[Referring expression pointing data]

----

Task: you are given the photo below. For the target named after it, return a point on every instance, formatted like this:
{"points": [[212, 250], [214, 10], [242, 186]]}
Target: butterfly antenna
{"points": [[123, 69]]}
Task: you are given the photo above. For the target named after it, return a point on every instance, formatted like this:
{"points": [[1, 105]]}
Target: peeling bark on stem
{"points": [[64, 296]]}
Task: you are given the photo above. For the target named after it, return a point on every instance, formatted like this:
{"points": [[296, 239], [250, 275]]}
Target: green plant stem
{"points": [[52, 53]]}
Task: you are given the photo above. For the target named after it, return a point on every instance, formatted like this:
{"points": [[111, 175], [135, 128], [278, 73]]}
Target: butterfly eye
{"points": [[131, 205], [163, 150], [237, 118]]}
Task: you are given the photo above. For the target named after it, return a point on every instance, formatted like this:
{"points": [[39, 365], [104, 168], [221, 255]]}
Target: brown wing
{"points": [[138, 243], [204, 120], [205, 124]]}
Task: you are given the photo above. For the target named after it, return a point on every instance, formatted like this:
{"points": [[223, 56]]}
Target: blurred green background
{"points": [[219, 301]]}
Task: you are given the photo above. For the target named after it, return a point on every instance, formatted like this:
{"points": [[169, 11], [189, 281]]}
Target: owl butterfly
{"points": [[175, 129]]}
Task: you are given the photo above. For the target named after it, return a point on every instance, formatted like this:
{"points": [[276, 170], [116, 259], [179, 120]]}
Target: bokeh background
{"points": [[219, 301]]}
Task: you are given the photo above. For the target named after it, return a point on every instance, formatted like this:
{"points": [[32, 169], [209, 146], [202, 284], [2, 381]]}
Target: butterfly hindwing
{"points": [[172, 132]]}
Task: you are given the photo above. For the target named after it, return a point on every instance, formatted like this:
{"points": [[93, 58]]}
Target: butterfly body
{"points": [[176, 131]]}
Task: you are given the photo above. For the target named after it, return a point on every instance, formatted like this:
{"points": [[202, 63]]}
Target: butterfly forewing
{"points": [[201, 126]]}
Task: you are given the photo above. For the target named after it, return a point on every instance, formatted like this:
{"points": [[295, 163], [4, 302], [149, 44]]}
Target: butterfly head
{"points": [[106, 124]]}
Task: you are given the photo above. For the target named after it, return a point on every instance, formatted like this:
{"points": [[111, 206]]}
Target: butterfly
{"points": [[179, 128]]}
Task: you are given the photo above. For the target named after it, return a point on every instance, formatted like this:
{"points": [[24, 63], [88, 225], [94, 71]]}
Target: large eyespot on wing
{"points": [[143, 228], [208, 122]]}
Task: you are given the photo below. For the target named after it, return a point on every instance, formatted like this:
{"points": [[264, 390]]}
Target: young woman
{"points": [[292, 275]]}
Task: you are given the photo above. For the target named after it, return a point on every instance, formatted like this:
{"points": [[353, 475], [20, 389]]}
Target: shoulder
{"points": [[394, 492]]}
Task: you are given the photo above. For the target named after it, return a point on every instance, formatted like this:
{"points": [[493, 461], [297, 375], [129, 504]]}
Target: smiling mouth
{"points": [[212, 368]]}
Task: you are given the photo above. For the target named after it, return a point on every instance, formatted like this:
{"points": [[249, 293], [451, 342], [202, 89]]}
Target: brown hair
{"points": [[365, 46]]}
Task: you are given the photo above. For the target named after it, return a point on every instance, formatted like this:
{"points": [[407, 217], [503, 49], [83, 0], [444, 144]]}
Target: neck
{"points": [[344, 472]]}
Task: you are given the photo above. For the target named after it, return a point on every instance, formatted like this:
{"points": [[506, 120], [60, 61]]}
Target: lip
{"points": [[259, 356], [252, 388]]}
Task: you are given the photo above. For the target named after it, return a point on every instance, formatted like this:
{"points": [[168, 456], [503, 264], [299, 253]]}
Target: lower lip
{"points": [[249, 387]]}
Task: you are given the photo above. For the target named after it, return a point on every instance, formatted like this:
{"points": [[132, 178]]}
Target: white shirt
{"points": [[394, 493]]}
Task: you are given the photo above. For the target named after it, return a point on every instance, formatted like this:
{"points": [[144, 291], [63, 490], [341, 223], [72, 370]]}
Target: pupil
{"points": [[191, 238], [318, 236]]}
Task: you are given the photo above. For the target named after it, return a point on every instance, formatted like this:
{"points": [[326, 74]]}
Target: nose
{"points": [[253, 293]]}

----

▶ **Task prompt**
Reproduce the entries in full, exactly as written.

▶ **Task answer**
Task: you are given the photo below. For the target named after it, return a point on every instance, formatted like this:
{"points": [[212, 250], [214, 10], [242, 186]]}
Target: butterfly antenna
{"points": [[123, 69]]}
Task: you are given the photo above. For the target named after it, return a point on every instance, formatted like this:
{"points": [[1, 105]]}
Target: peeling bark on stem
{"points": [[64, 296]]}
Task: you are given the photo above. For the target named after it, return a point on every instance, formatted like this:
{"points": [[296, 239], [250, 275]]}
Target: green plant stem
{"points": [[52, 53]]}
Task: you are given the photo above. For the target named after it, return a point on every instance, formatted like this:
{"points": [[111, 175], [135, 128], [278, 73]]}
Target: butterfly eye
{"points": [[131, 205], [163, 150], [237, 118]]}
Task: you are given the photo above. For the target named after it, return a point on every instance, formatted like this:
{"points": [[39, 365], [104, 168], [221, 255]]}
Target: brown wing
{"points": [[138, 243], [204, 120], [205, 124]]}
Task: you are given the photo above. For the target named after it, return a point on every instance, formatted like this:
{"points": [[223, 56]]}
Target: blurred green background
{"points": [[219, 301]]}
Task: you are given the photo above. For the target named after it, return a point on every instance, formatted like this:
{"points": [[169, 11], [189, 281]]}
Target: owl butterfly
{"points": [[175, 129]]}
Task: you are given the photo above. For the target named after it, return a point on every instance, formatted like this:
{"points": [[276, 170], [116, 259], [179, 120]]}
Target: bokeh background
{"points": [[219, 301]]}
Task: you are given the photo above. For the target named after it, return a point on every instance, formatted like this:
{"points": [[32, 169], [209, 146], [202, 284], [2, 381]]}
Target: butterfly hindwing
{"points": [[172, 132]]}
Task: you are given the photo above. For the target named after it, return a point on every instance, formatted like this:
{"points": [[93, 58]]}
Target: butterfly body
{"points": [[176, 131]]}
Task: you are given the photo above. For the target named after it, return a point on every instance, formatted like this:
{"points": [[202, 63]]}
Target: butterfly forewing
{"points": [[201, 126]]}
Task: you are given the photo above. For the target named after it, return a point on every instance, formatted like this:
{"points": [[295, 163], [4, 302], [149, 44]]}
Target: butterfly head
{"points": [[106, 124]]}
Task: you are given the photo above. For the target named after it, return a point on every instance, formatted like this:
{"points": [[111, 206]]}
Target: butterfly
{"points": [[179, 128]]}
Task: you are given the photo above. For the target named after it, return a point on every instance, formatted like this:
{"points": [[24, 63], [88, 225], [94, 71]]}
Target: large eyespot on wing
{"points": [[143, 228], [208, 122]]}
Task: you are given the photo below. For the target named after it, return a point on every instance, formatted like this:
{"points": [[264, 390]]}
Target: young woman
{"points": [[292, 275]]}
Task: you are given the photo above. For the target named after it, return a point on every instance, formatted like this:
{"points": [[353, 475], [20, 389]]}
Target: shoulder
{"points": [[394, 492]]}
Task: you are given the photo above. For the target named after it, return a point on every instance, formatted like this:
{"points": [[493, 461], [297, 375], [129, 504]]}
Target: smiling mouth
{"points": [[212, 368]]}
Task: you are given the photo above. For the target named after it, return a point on every instance, formatted like this:
{"points": [[249, 293], [451, 342], [202, 89]]}
Target: brown hair
{"points": [[365, 46]]}
Task: you are given the photo above. For the target named after it, return a point on every instance, formatted like this:
{"points": [[407, 217], [503, 49], [83, 0], [444, 144]]}
Target: neck
{"points": [[344, 472]]}
Task: you are given the photo above. For the target named after it, return a point on every instance, formatted like this:
{"points": [[506, 120], [60, 61]]}
Target: lip
{"points": [[259, 356], [252, 388]]}
Task: you are given the photo above. For the target named after it, return a point on every instance, formatted like this:
{"points": [[168, 456], [503, 264], [299, 253]]}
Target: lower lip
{"points": [[249, 387]]}
Task: you are given the photo above. For the target named after it, return a point on every instance, formatted like this:
{"points": [[132, 178]]}
Target: white shirt
{"points": [[394, 493]]}
Task: you are given the photo above. For the target named after it, return a point on every instance, formatted like this:
{"points": [[144, 291], [63, 490], [341, 223], [72, 370]]}
Target: pupil
{"points": [[191, 238], [318, 236]]}
Task: you are given the photo above. For the target named after it, return a point on every instance, formatted like this:
{"points": [[326, 74]]}
Target: nose
{"points": [[253, 293]]}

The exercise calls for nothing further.